▶ [What the task requires]
In the entries below, find the line containing "of the black" and the line containing "of the small". Copy those two lines and everything between them exactly, and only that.

******

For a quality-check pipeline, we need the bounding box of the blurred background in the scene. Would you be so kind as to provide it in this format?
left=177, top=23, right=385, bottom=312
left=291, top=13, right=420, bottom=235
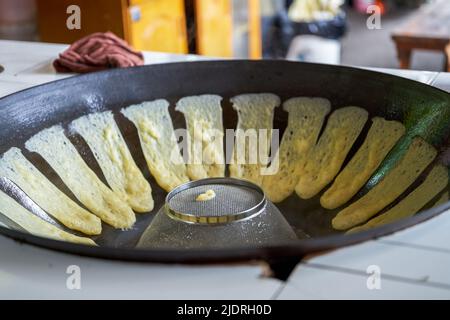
left=0, top=0, right=448, bottom=71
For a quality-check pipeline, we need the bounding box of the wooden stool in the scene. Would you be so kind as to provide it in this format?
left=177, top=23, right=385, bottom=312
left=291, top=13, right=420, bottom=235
left=391, top=0, right=450, bottom=72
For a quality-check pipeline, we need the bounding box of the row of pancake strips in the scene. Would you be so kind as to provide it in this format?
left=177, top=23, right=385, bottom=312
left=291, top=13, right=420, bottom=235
left=0, top=94, right=448, bottom=245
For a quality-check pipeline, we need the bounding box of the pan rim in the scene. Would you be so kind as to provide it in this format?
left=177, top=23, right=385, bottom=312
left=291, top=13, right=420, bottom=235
left=0, top=60, right=449, bottom=264
left=1, top=60, right=449, bottom=104
left=0, top=200, right=449, bottom=263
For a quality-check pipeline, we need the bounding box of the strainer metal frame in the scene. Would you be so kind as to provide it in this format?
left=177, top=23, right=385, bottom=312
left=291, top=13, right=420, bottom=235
left=165, top=178, right=267, bottom=225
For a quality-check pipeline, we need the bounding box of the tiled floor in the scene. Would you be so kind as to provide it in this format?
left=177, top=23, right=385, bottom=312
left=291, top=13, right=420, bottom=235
left=0, top=40, right=450, bottom=299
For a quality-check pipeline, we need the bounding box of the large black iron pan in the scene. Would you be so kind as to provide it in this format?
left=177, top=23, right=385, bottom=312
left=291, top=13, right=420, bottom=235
left=0, top=60, right=449, bottom=279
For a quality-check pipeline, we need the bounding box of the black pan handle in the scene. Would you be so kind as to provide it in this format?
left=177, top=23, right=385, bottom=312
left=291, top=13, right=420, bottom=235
left=266, top=255, right=304, bottom=281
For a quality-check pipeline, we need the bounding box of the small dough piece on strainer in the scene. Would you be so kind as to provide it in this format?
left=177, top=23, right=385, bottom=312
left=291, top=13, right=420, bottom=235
left=347, top=164, right=448, bottom=234
left=332, top=137, right=437, bottom=230
left=295, top=106, right=368, bottom=199
left=0, top=190, right=96, bottom=245
left=321, top=117, right=405, bottom=209
left=229, top=93, right=280, bottom=186
left=71, top=111, right=153, bottom=213
left=262, top=97, right=331, bottom=203
left=0, top=148, right=101, bottom=235
left=25, top=126, right=136, bottom=229
left=122, top=99, right=189, bottom=192
left=176, top=95, right=225, bottom=180
left=196, top=189, right=216, bottom=201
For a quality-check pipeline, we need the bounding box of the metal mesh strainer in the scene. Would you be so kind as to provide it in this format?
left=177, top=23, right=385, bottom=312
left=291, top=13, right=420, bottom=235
left=137, top=178, right=298, bottom=249
left=166, top=178, right=266, bottom=223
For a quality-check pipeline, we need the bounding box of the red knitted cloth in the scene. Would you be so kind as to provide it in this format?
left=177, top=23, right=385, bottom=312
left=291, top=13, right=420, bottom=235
left=53, top=32, right=144, bottom=73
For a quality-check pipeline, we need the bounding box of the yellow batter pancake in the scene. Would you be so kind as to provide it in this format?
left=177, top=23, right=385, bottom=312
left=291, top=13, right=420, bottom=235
left=121, top=99, right=189, bottom=192
left=332, top=137, right=437, bottom=230
left=262, top=97, right=331, bottom=202
left=176, top=95, right=225, bottom=179
left=25, top=126, right=136, bottom=229
left=71, top=111, right=153, bottom=213
left=432, top=190, right=449, bottom=208
left=321, top=117, right=405, bottom=209
left=0, top=190, right=96, bottom=245
left=295, top=106, right=368, bottom=199
left=348, top=164, right=448, bottom=233
left=0, top=148, right=101, bottom=235
left=229, top=93, right=280, bottom=186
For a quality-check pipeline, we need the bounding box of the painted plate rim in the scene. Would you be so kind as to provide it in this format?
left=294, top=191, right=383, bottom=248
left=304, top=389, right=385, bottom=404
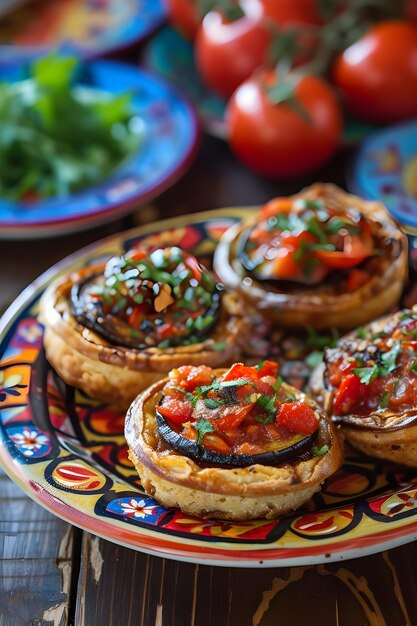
left=0, top=0, right=166, bottom=65
left=1, top=208, right=417, bottom=568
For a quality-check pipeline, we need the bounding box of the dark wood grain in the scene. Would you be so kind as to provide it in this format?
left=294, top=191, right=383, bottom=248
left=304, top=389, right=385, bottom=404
left=0, top=468, right=76, bottom=626
left=75, top=533, right=417, bottom=626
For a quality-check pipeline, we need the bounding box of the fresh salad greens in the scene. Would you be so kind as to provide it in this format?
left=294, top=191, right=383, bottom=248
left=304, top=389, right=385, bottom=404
left=0, top=55, right=143, bottom=200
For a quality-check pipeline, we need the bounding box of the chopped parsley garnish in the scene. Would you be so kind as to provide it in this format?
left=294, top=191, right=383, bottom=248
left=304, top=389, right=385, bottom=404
left=306, top=326, right=339, bottom=349
left=356, top=327, right=369, bottom=340
left=311, top=444, right=329, bottom=457
left=352, top=341, right=401, bottom=384
left=380, top=391, right=390, bottom=409
left=410, top=359, right=417, bottom=375
left=157, top=339, right=171, bottom=349
left=352, top=365, right=380, bottom=385
left=273, top=376, right=283, bottom=392
left=256, top=394, right=277, bottom=422
left=380, top=341, right=401, bottom=373
left=204, top=398, right=225, bottom=409
left=195, top=418, right=214, bottom=444
left=212, top=342, right=227, bottom=351
left=305, top=350, right=323, bottom=369
left=399, top=312, right=417, bottom=321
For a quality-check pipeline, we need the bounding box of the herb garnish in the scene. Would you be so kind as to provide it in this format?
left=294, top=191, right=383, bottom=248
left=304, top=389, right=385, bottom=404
left=311, top=444, right=329, bottom=457
left=0, top=54, right=143, bottom=199
left=195, top=418, right=214, bottom=444
left=352, top=341, right=402, bottom=384
left=380, top=391, right=390, bottom=409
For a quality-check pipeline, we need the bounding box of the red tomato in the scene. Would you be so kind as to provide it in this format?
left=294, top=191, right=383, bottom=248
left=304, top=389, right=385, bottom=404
left=260, top=0, right=322, bottom=25
left=333, top=21, right=417, bottom=124
left=158, top=397, right=192, bottom=424
left=333, top=373, right=365, bottom=416
left=165, top=0, right=201, bottom=39
left=169, top=365, right=214, bottom=391
left=259, top=197, right=293, bottom=219
left=314, top=224, right=374, bottom=269
left=256, top=360, right=279, bottom=379
left=222, top=362, right=257, bottom=382
left=226, top=71, right=342, bottom=177
left=276, top=401, right=318, bottom=435
left=194, top=2, right=271, bottom=99
left=345, top=269, right=369, bottom=292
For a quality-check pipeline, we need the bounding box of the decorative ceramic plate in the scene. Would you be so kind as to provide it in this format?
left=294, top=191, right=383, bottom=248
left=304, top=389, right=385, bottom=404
left=1, top=210, right=417, bottom=568
left=0, top=0, right=166, bottom=64
left=348, top=120, right=417, bottom=231
left=0, top=60, right=199, bottom=239
left=142, top=26, right=376, bottom=143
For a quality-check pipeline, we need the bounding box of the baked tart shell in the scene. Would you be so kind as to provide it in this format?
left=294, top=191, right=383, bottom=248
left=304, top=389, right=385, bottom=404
left=39, top=266, right=249, bottom=410
left=310, top=310, right=417, bottom=467
left=125, top=376, right=344, bottom=520
left=214, top=183, right=408, bottom=330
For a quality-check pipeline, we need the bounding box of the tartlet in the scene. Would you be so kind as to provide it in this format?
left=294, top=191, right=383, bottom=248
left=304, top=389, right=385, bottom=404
left=214, top=183, right=407, bottom=330
left=40, top=246, right=248, bottom=410
left=125, top=361, right=343, bottom=520
left=310, top=308, right=417, bottom=467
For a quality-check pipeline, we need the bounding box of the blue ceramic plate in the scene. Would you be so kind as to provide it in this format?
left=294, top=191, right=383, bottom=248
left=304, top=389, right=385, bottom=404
left=0, top=60, right=199, bottom=239
left=348, top=120, right=417, bottom=229
left=0, top=0, right=166, bottom=64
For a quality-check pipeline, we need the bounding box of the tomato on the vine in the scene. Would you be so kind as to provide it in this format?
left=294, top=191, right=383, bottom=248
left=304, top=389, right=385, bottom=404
left=333, top=20, right=417, bottom=124
left=194, top=2, right=271, bottom=99
left=260, top=0, right=322, bottom=26
left=226, top=70, right=342, bottom=177
left=165, top=0, right=202, bottom=39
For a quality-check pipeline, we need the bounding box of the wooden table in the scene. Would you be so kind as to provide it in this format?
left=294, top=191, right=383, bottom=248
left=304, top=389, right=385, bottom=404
left=1, top=135, right=417, bottom=626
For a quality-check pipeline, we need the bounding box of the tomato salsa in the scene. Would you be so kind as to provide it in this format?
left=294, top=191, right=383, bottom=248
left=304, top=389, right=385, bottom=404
left=241, top=196, right=375, bottom=287
left=157, top=362, right=322, bottom=460
left=70, top=247, right=220, bottom=350
left=326, top=311, right=417, bottom=417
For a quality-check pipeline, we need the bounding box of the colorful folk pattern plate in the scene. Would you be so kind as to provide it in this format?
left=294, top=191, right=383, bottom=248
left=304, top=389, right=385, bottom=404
left=349, top=120, right=417, bottom=231
left=0, top=60, right=199, bottom=239
left=0, top=0, right=166, bottom=64
left=1, top=210, right=417, bottom=568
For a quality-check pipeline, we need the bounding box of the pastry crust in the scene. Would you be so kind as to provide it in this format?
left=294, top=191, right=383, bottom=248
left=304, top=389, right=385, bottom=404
left=310, top=308, right=417, bottom=467
left=214, top=183, right=408, bottom=330
left=39, top=265, right=249, bottom=410
left=125, top=376, right=344, bottom=520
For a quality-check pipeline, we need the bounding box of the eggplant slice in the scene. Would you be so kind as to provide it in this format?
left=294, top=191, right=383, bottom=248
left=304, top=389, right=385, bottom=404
left=155, top=409, right=318, bottom=468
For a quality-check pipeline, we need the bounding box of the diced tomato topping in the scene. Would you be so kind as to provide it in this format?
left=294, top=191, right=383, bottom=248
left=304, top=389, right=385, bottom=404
left=259, top=197, right=293, bottom=220
left=315, top=224, right=374, bottom=270
left=222, top=361, right=279, bottom=383
left=345, top=269, right=369, bottom=292
left=184, top=254, right=203, bottom=281
left=157, top=398, right=192, bottom=425
left=222, top=363, right=258, bottom=382
left=276, top=401, right=318, bottom=435
left=327, top=358, right=357, bottom=387
left=201, top=433, right=231, bottom=454
left=333, top=373, right=366, bottom=416
left=158, top=322, right=174, bottom=338
left=128, top=249, right=147, bottom=261
left=128, top=306, right=141, bottom=328
left=256, top=360, right=279, bottom=379
left=169, top=365, right=214, bottom=391
left=212, top=404, right=255, bottom=431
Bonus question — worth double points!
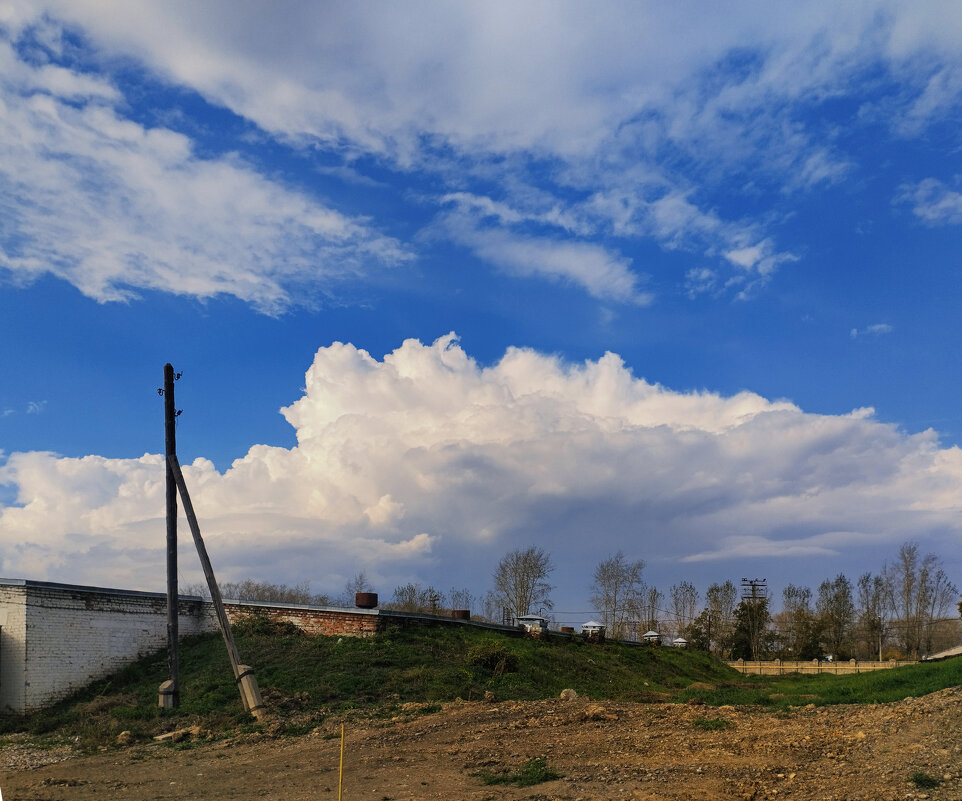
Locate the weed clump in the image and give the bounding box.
[466,640,518,674]
[909,771,940,789]
[475,757,562,787]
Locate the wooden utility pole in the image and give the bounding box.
[156,364,265,718]
[168,454,265,719]
[159,363,180,708]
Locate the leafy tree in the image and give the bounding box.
[492,546,554,620]
[683,608,715,652]
[816,574,856,660]
[683,580,736,656]
[727,597,773,660]
[589,551,645,639]
[774,584,821,660]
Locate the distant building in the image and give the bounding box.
[515,614,549,633]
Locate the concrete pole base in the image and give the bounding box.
[236,665,267,720]
[158,679,178,709]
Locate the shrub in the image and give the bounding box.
[466,640,519,674]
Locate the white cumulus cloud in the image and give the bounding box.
[1,335,960,598]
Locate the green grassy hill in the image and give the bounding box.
[4,620,960,750]
[4,622,737,745]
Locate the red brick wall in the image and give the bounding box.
[223,603,382,637]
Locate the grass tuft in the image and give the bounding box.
[909,771,940,789]
[475,757,562,787]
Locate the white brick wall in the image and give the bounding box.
[0,583,28,714]
[0,580,219,713]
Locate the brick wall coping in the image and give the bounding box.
[377,608,520,634]
[0,577,206,602]
[225,597,379,615]
[225,598,521,634]
[0,577,521,635]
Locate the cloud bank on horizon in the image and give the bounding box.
[1,335,960,596]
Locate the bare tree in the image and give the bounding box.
[640,586,664,633]
[480,590,504,623]
[386,582,446,613]
[916,554,959,655]
[668,581,699,639]
[492,546,554,620]
[187,578,323,605]
[885,542,959,657]
[344,571,371,597]
[448,587,475,613]
[590,552,645,639]
[856,572,891,660]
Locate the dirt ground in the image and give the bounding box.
[2,686,960,801]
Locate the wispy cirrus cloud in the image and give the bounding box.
[851,323,894,339]
[0,36,409,314]
[6,2,959,308]
[2,3,962,312]
[434,196,648,304]
[896,178,962,226]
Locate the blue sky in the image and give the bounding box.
[1,2,961,623]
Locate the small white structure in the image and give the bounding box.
[672,637,688,648]
[642,629,662,644]
[515,614,549,633]
[580,620,605,635]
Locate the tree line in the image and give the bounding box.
[477,541,959,660]
[188,540,959,661]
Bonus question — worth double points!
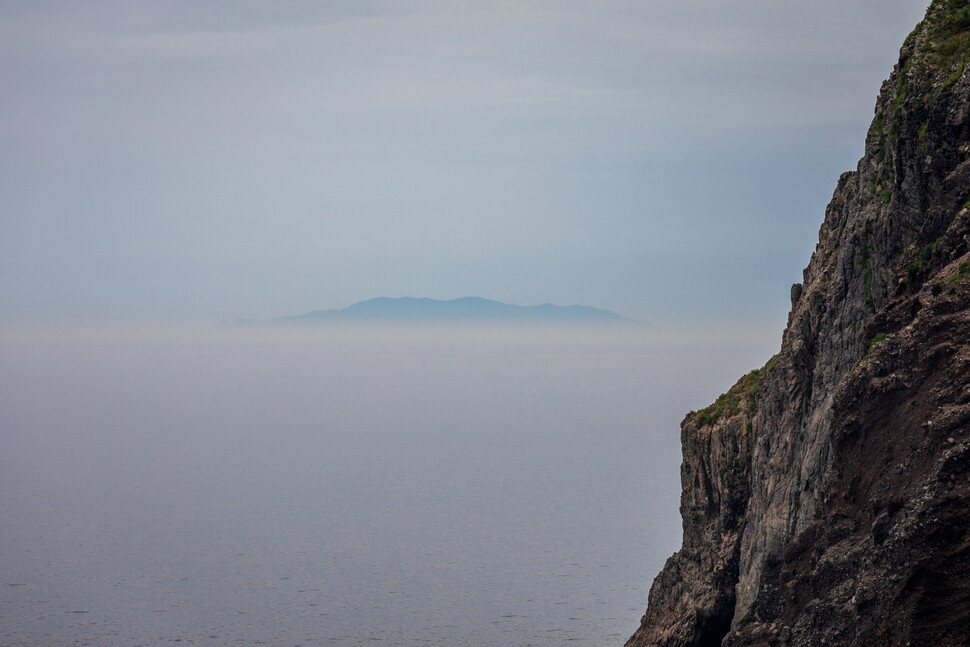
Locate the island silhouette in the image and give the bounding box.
[238,297,641,326]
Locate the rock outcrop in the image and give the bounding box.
[627,2,970,645]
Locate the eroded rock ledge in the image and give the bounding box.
[627,2,970,645]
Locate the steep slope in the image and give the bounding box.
[627,2,970,645]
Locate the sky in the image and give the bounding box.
[0,0,931,324]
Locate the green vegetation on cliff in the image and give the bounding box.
[929,0,970,68]
[691,366,766,428]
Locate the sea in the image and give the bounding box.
[0,321,777,646]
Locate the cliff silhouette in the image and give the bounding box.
[627,1,970,645]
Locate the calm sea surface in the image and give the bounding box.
[0,322,776,646]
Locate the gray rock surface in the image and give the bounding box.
[626,2,970,645]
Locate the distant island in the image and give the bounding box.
[237,297,641,326]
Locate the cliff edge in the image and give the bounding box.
[627,2,970,645]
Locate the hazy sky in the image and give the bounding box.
[0,1,930,323]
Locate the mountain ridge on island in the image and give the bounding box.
[238,297,642,326]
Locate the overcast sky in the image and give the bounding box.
[0,1,930,323]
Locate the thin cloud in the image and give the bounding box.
[110,30,279,60]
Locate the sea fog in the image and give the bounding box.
[0,321,778,646]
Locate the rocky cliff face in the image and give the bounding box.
[626,2,970,645]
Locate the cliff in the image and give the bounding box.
[626,2,970,645]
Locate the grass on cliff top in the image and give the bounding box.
[691,366,766,429]
[927,0,970,70]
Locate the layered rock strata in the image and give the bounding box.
[627,2,970,645]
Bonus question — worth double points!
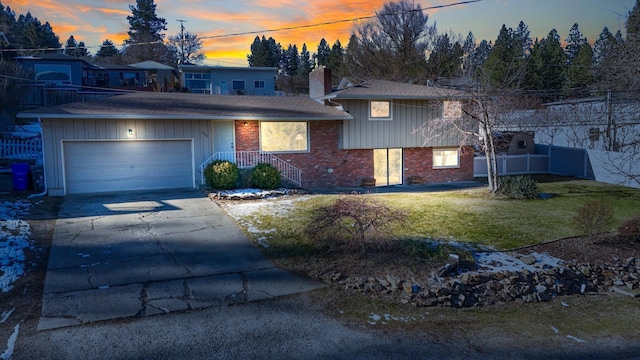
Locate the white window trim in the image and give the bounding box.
[432,148,460,169]
[369,100,393,121]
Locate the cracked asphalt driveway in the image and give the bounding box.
[38,189,322,330]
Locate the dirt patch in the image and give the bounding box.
[0,194,61,343]
[523,234,640,266]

******

▶ [Task response]
For a quality-check pipeline, we need the bounding box of the black pan handle in the scene. Would you be so kind as to provide it in this format?
left=177, top=23, right=385, bottom=312
left=291, top=13, right=420, bottom=235
left=266, top=255, right=304, bottom=281
For a quality-check pipeline, we need the bounding box of the small dough piece on strainer in the scene. Would you be so kind as to provide it in this format?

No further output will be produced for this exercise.